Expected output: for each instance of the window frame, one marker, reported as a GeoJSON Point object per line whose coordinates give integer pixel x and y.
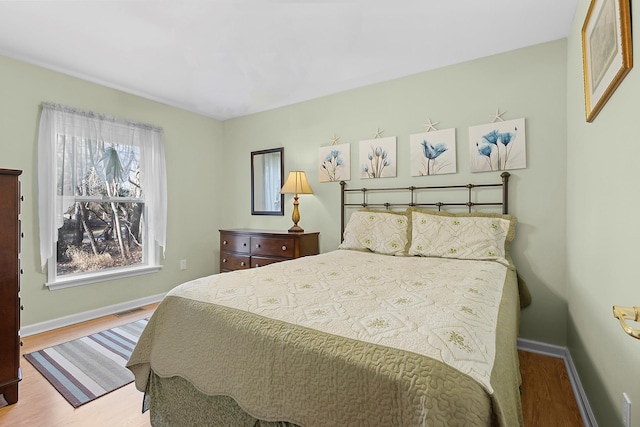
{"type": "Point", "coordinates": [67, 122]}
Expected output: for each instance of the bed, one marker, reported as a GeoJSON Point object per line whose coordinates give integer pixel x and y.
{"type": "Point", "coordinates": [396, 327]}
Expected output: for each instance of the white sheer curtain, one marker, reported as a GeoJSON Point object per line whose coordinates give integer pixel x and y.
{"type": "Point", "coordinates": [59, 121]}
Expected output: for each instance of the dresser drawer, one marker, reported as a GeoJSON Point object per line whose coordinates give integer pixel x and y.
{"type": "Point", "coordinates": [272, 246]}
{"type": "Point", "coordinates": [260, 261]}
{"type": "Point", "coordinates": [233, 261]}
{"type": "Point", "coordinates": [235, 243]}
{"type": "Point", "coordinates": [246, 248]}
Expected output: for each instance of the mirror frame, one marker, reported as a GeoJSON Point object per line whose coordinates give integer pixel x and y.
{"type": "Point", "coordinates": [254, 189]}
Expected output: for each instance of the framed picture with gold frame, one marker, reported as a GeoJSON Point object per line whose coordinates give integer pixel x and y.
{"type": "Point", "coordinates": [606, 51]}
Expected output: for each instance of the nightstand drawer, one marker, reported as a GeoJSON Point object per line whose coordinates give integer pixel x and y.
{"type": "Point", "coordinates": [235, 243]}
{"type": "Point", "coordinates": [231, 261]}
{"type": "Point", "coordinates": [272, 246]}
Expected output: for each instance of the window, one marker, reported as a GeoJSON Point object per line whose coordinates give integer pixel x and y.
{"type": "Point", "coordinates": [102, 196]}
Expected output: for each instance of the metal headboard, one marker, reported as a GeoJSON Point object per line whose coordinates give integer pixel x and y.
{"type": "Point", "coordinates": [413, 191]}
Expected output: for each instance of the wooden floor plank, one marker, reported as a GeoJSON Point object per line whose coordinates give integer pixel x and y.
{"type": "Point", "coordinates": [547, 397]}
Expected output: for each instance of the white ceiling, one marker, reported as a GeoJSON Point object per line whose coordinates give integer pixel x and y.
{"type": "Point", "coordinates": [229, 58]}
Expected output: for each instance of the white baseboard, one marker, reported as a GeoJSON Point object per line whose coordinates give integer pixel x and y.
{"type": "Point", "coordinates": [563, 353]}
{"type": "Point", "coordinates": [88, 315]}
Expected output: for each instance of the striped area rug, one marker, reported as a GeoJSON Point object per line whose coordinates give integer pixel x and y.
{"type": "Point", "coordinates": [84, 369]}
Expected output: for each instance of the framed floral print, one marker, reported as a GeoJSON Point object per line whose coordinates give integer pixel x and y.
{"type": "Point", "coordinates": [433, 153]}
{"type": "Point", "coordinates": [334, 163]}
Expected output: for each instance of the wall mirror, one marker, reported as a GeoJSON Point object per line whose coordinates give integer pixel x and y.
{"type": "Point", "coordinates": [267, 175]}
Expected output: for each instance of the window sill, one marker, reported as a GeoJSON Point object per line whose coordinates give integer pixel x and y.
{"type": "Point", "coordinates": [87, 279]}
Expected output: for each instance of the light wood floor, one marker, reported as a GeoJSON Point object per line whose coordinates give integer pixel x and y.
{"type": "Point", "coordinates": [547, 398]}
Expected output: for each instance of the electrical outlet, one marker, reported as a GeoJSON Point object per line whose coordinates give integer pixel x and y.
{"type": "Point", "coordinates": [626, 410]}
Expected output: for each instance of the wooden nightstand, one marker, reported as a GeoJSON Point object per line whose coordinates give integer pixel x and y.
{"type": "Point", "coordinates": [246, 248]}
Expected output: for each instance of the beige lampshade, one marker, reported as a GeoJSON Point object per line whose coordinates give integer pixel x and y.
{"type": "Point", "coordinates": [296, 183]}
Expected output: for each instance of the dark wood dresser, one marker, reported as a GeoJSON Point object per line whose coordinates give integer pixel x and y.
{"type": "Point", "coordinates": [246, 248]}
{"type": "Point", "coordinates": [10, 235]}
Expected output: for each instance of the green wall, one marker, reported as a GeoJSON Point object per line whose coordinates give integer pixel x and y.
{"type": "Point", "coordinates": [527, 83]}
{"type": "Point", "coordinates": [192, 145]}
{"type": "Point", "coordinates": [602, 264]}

==

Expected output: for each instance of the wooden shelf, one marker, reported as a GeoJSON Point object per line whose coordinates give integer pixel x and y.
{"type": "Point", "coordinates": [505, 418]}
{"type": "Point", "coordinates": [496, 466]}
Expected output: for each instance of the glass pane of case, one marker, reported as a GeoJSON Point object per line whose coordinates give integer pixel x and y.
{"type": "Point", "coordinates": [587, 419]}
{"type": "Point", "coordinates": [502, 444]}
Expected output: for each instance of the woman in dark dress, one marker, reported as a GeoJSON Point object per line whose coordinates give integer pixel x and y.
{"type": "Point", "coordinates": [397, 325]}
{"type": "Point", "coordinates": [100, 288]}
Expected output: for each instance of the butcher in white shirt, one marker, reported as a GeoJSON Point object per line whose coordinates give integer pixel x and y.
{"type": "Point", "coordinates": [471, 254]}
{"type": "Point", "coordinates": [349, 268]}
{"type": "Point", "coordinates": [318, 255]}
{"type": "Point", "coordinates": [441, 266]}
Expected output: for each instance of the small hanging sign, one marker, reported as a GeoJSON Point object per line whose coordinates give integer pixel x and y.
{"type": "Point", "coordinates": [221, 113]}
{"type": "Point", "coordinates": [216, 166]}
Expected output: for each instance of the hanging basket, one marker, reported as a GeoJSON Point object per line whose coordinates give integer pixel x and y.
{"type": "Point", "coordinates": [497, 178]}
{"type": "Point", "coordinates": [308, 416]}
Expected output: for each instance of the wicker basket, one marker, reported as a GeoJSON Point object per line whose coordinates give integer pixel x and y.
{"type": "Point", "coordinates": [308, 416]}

WRITTEN EXERCISE: Report every line in the records above that contains the string "white". Treat uppercase and lowercase as different.

IN RESPONSE:
Expected output: for each instance of the white sheer curtain, one marker, reported as a GeoJSON Point object per line whose coordinates give integer pixel x and y.
Expected output: for each instance of the white ceiling, one marker, reported as a GeoJSON Point object per line whose coordinates give integer pixel x and y.
Expected output: for each instance of the white baseboard, one marker, reported as a GeoJSON Point object per line whose coordinates give integer pixel x and y.
Expected output: for each instance of the butcher in white shirt, one marker, reported as a GeoJSON Point object per line whose coordinates give integer pixel x and y.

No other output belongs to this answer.